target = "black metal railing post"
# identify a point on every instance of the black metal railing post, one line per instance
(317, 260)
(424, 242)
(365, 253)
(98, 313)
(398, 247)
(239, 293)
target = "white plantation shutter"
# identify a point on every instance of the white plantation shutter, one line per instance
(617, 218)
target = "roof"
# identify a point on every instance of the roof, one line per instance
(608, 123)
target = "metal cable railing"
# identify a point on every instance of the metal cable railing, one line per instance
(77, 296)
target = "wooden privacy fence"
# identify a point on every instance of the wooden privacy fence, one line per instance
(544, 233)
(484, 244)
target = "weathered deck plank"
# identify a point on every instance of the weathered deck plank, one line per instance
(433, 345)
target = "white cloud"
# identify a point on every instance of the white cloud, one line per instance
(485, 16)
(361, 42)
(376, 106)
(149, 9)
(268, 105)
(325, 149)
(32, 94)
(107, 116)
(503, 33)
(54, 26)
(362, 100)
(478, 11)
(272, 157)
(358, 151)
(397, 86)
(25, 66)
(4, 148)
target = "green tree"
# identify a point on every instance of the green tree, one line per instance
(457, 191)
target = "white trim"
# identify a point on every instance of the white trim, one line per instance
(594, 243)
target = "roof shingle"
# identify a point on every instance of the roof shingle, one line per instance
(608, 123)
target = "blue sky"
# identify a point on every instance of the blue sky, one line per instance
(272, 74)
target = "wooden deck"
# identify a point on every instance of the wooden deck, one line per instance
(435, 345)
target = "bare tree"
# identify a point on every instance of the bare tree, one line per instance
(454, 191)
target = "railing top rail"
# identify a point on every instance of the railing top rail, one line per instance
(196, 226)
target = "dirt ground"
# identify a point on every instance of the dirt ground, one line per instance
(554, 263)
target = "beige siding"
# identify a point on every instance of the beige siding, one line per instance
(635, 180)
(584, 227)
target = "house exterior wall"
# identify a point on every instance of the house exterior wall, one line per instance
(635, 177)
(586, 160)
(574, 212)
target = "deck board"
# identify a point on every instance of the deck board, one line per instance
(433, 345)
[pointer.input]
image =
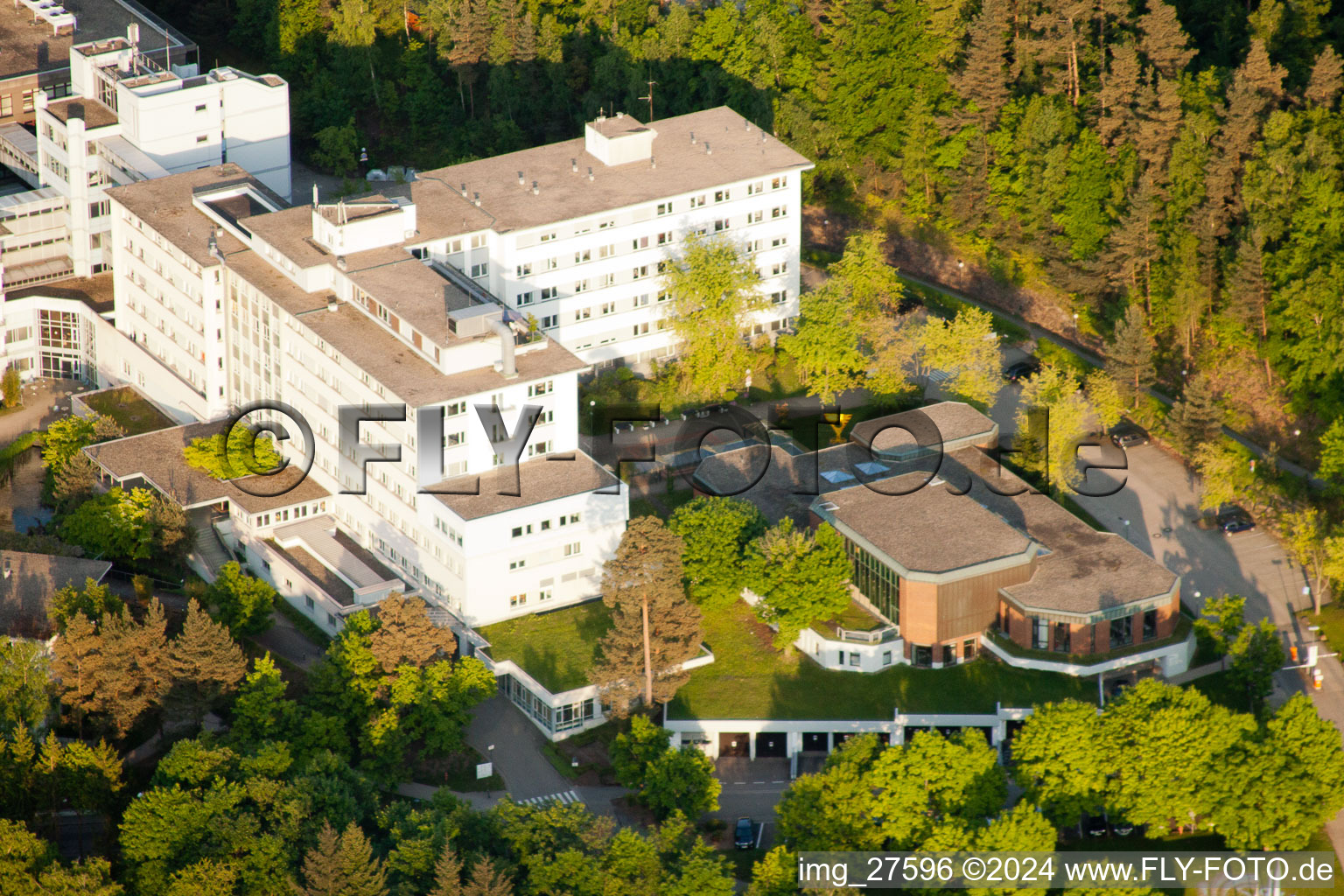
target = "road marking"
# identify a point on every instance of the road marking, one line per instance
━━━━━━━━━━━━━━━━━━━━
(What is needed)
Quote each record exactly as it stands, minus the pictures.

(Task response)
target = "black metal railing post"
# identify a point on every instance of the black metal railing post, one line per instance
(317, 260)
(424, 242)
(365, 253)
(98, 313)
(398, 247)
(239, 293)
target = "white plantation shutter"
# identify a point on every instance of the white plantation shutter, one line per instance
(617, 218)
target = "roof"
# identify a point on every instance of the roof, one line per instance
(608, 123)
target = "metal cable railing"
# identify a point on every instance of the metal cable railing, one line per instance
(77, 296)
target = "wooden privacy fence"
# identify a point on every instance of the wooden privacy fence, one line per instance
(544, 233)
(484, 244)
target = "weathered deck plank"
# identify a point on every instance of the weathered deck plank, one line per instance
(433, 345)
target = "white cloud"
# identify a point on every instance of the white cloud, one line per instance
(485, 16)
(361, 42)
(376, 106)
(149, 9)
(268, 105)
(325, 149)
(32, 94)
(107, 116)
(503, 33)
(54, 26)
(362, 100)
(478, 11)
(272, 157)
(358, 151)
(397, 86)
(25, 66)
(4, 148)
target = "green tree"
# identify a point on every instance of the green tree, one line per instance
(457, 191)
target = "white trim"
# identify a point on every instance of the white trim, one line per instance
(594, 243)
target = "roof shingle"
# identify a point on every instance of the roof shingle, one line per instance
(608, 123)
target = "blue sky"
# identify a point on every instance of the blue sky, one line per instance
(272, 74)
target = "wooden deck"
# identify a point on every instance of the wooden deck, one line per instance
(435, 345)
target = "bare tree"
# identify a point on every instance of the bare tree, one line per instance
(454, 191)
target = "railing top rail"
# identify a point on every instance of the railing top rail, one line per instance
(196, 226)
target = "dirt ground"
# identify a point on every instance of the dirt ground, one line per instance
(554, 263)
target = "beige siding"
# identify a point on every instance of the beige siding, one line per instance
(635, 180)
(584, 227)
target = "house exterior wall"
# identify a point on every instance of the house exterior wall, one line per instance
(635, 177)
(586, 160)
(574, 212)
target = "deck board"
# identify a point on every instance of the deck board, one line per instance
(433, 345)
[pointer.input]
image =
target = "road marking"
# identify a point on every instance of the road marking, one line per instance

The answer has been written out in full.